- EXERCISE:
The line containing "Would you mind indicating the large", and every line after it to the end of the listing, should be repeated exactly; the pictures should not.

- SOURCE DATA:
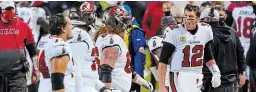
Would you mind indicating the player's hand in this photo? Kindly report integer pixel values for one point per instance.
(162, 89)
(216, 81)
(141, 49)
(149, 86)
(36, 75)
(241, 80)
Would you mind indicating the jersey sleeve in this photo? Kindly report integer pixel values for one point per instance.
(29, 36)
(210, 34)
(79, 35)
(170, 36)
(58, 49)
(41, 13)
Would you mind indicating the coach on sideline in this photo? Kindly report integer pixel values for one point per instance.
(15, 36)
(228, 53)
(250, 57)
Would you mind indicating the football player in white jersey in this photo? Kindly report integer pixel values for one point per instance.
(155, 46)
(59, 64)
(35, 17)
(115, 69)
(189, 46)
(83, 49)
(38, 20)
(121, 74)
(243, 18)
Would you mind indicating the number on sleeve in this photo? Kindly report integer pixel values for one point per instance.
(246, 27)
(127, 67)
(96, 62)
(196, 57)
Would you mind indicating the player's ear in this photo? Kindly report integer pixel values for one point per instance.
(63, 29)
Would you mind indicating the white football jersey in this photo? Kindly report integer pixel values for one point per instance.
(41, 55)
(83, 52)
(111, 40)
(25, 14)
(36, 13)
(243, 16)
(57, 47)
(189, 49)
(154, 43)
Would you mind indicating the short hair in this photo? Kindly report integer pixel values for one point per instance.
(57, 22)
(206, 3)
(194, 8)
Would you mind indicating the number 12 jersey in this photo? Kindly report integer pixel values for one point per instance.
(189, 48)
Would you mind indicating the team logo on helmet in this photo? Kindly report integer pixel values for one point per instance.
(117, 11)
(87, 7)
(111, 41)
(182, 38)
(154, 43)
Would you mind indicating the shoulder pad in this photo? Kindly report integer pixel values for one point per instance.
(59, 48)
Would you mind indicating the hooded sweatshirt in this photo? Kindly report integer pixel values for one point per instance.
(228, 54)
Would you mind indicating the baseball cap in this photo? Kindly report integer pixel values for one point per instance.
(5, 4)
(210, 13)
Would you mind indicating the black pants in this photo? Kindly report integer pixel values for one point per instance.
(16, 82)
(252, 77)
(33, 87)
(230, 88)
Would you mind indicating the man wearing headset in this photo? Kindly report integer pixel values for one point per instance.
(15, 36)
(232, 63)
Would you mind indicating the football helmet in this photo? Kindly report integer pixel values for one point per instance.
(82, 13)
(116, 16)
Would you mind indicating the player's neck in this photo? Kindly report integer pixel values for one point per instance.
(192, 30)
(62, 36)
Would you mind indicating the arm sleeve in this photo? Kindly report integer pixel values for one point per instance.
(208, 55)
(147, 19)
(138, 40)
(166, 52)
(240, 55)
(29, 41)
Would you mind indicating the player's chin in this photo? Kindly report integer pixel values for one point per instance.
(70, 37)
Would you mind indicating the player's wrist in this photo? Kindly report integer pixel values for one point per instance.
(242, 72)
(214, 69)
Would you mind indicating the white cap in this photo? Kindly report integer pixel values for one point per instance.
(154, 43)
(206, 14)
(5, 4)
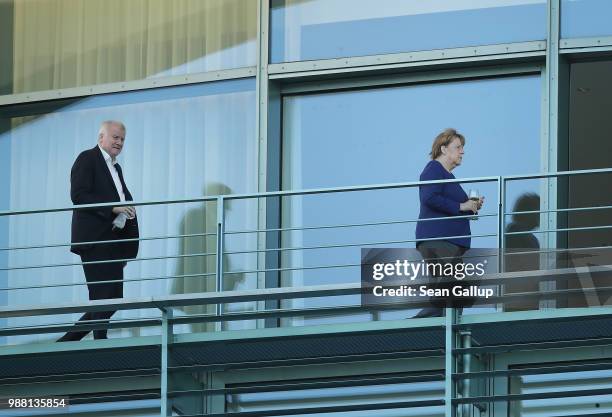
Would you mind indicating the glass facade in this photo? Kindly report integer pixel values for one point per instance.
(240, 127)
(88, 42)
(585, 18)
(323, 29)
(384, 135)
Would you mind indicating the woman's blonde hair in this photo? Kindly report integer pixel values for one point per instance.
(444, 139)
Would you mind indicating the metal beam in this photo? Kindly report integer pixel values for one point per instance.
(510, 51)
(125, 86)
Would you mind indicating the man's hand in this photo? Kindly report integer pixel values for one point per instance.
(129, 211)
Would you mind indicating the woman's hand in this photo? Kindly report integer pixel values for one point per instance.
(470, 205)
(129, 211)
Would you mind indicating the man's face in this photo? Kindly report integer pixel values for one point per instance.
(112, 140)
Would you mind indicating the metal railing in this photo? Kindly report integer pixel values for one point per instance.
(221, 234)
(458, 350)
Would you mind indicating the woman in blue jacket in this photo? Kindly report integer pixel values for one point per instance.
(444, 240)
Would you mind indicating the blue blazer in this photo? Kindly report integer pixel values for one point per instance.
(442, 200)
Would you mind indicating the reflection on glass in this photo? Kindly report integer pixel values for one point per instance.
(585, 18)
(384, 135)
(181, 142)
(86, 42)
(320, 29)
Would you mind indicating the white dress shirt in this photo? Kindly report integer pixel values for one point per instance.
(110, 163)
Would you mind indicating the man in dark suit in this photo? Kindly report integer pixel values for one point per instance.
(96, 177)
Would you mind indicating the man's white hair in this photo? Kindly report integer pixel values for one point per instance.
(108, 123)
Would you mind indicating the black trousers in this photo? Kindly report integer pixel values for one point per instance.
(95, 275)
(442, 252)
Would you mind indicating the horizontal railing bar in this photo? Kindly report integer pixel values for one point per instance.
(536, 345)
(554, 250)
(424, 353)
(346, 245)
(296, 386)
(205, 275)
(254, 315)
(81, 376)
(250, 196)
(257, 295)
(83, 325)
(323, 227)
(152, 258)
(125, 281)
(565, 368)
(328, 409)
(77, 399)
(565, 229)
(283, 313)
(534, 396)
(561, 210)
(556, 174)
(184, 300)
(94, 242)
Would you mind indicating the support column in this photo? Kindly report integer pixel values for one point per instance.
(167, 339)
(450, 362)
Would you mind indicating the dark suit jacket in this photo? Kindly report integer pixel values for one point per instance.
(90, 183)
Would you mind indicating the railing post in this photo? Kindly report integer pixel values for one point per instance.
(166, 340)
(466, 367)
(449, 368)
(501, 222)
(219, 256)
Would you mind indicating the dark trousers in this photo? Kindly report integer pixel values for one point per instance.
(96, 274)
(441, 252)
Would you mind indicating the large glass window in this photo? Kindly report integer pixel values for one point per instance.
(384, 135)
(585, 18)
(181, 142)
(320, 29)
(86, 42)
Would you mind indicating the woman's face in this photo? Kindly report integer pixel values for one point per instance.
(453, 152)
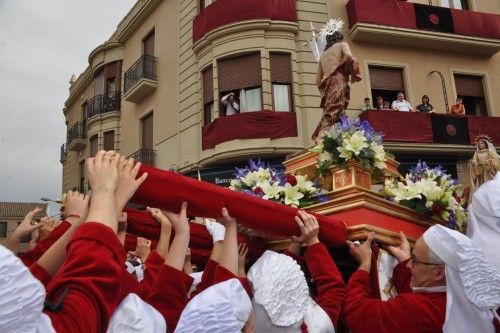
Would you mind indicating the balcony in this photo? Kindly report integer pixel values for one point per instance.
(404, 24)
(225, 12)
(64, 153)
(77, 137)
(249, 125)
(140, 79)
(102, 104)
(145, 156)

- EXPECTED ANSWER:
Would you mind indicating the large glass window in this photo? Kindly report integer pixel values for one point per instance.
(384, 135)
(585, 18)
(181, 142)
(320, 29)
(86, 42)
Would you mind indicating the woman's face in this photo? Kindly report integer pixel values for one point per instance.
(453, 152)
Would you mind indicating the balcony in this photo? Kindly report integer pixel values for one point per instance.
(404, 24)
(225, 12)
(64, 153)
(77, 137)
(249, 125)
(140, 79)
(102, 104)
(145, 156)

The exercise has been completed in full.